(Point labeling examples)
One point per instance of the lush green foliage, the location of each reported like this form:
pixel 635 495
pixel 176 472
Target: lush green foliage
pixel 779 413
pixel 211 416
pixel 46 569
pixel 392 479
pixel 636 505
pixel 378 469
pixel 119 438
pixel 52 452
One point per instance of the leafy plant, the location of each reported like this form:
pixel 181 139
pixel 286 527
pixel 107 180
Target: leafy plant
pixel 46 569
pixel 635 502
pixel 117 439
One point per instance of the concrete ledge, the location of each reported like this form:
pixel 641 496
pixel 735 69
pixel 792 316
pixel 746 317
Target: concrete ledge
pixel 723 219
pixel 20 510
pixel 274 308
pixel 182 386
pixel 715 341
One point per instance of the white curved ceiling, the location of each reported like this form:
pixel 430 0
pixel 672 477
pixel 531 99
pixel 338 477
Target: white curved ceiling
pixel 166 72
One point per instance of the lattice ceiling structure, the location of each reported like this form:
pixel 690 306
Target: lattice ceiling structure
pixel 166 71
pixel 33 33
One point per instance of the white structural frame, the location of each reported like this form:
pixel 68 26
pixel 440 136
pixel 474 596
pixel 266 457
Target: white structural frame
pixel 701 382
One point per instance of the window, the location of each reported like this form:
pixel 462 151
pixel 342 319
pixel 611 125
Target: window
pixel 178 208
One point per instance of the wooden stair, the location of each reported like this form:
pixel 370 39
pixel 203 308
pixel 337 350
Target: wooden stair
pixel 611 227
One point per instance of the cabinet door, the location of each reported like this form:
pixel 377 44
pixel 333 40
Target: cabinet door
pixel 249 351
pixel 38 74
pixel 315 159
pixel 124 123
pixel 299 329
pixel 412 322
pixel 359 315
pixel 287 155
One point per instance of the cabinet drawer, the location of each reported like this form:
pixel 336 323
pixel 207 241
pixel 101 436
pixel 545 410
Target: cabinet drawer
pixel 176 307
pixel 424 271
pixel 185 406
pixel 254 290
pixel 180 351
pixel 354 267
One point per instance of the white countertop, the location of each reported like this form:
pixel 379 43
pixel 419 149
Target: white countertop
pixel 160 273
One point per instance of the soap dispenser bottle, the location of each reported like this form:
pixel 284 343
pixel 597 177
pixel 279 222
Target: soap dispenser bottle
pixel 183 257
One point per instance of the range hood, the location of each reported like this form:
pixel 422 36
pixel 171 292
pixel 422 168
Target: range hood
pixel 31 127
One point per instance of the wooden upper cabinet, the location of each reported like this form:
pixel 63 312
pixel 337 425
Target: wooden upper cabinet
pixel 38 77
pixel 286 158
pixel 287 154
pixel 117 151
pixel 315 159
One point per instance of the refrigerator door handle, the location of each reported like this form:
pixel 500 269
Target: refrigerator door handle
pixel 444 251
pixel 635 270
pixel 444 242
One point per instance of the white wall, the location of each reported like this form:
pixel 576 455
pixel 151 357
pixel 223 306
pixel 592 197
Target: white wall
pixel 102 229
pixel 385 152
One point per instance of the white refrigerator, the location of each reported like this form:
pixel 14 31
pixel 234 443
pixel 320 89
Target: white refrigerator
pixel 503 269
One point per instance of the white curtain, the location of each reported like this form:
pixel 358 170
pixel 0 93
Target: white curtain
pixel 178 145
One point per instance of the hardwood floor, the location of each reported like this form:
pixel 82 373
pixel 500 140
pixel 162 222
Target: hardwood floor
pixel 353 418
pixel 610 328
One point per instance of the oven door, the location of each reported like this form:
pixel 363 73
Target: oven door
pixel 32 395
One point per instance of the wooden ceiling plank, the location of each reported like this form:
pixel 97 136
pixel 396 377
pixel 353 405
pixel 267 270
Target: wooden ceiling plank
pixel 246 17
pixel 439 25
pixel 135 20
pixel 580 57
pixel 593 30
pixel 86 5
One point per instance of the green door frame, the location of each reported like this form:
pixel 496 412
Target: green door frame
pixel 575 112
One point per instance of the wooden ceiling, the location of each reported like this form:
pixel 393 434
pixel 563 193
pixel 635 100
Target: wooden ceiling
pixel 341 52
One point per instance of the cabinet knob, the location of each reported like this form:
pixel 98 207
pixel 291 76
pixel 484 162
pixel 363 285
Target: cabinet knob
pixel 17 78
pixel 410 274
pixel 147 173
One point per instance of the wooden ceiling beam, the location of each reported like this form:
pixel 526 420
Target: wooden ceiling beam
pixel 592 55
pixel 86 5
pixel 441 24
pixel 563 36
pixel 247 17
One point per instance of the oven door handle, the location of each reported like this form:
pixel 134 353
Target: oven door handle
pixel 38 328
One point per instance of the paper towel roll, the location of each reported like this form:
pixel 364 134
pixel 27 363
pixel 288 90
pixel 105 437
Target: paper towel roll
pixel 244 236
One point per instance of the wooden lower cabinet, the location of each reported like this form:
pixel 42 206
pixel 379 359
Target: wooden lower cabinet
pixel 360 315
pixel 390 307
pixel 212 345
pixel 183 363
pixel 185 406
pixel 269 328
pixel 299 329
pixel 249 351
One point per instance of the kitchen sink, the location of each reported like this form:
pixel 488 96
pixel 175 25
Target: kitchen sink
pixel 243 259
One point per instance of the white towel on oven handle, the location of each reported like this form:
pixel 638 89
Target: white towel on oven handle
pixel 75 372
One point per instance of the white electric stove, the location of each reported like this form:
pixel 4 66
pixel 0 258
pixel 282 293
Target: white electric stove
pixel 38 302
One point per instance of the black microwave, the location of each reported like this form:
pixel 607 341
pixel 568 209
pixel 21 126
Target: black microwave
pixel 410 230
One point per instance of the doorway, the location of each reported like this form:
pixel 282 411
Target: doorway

*WHAT YOU HAVE TO DO:* Reproduce the part of the listing that opens with the line containing "One point per instance of the white curved" and closes with the line containing "pixel 287 155", keeping both of those lines. Output only those lines, unchanged.

*TASK RESPONSE:*
One point per instance of the white curved ceiling, the location of each reported like this form:
pixel 430 0
pixel 672 477
pixel 531 99
pixel 338 477
Target: white curved ceiling
pixel 166 72
One point per instance of the lattice ceiling structure, the location of each reported like this form:
pixel 690 306
Target: lattice ceiling structure
pixel 166 71
pixel 33 33
One point per instance of the white structural frame, the location of each reported like this form:
pixel 68 26
pixel 440 136
pixel 474 596
pixel 266 457
Target: white structural frame
pixel 701 382
One point per instance of the window, the location of each reported like this form:
pixel 462 151
pixel 342 319
pixel 611 125
Target: window
pixel 178 208
One point per instance of the wooden stair, the location of each reported like this form:
pixel 370 39
pixel 203 308
pixel 337 350
Target: wooden stair
pixel 611 227
One point per instance of the cabinet door, the location of each reported like this form:
pixel 377 44
pixel 333 40
Target: cabinet door
pixel 249 351
pixel 38 74
pixel 315 159
pixel 124 123
pixel 299 329
pixel 412 322
pixel 359 315
pixel 287 155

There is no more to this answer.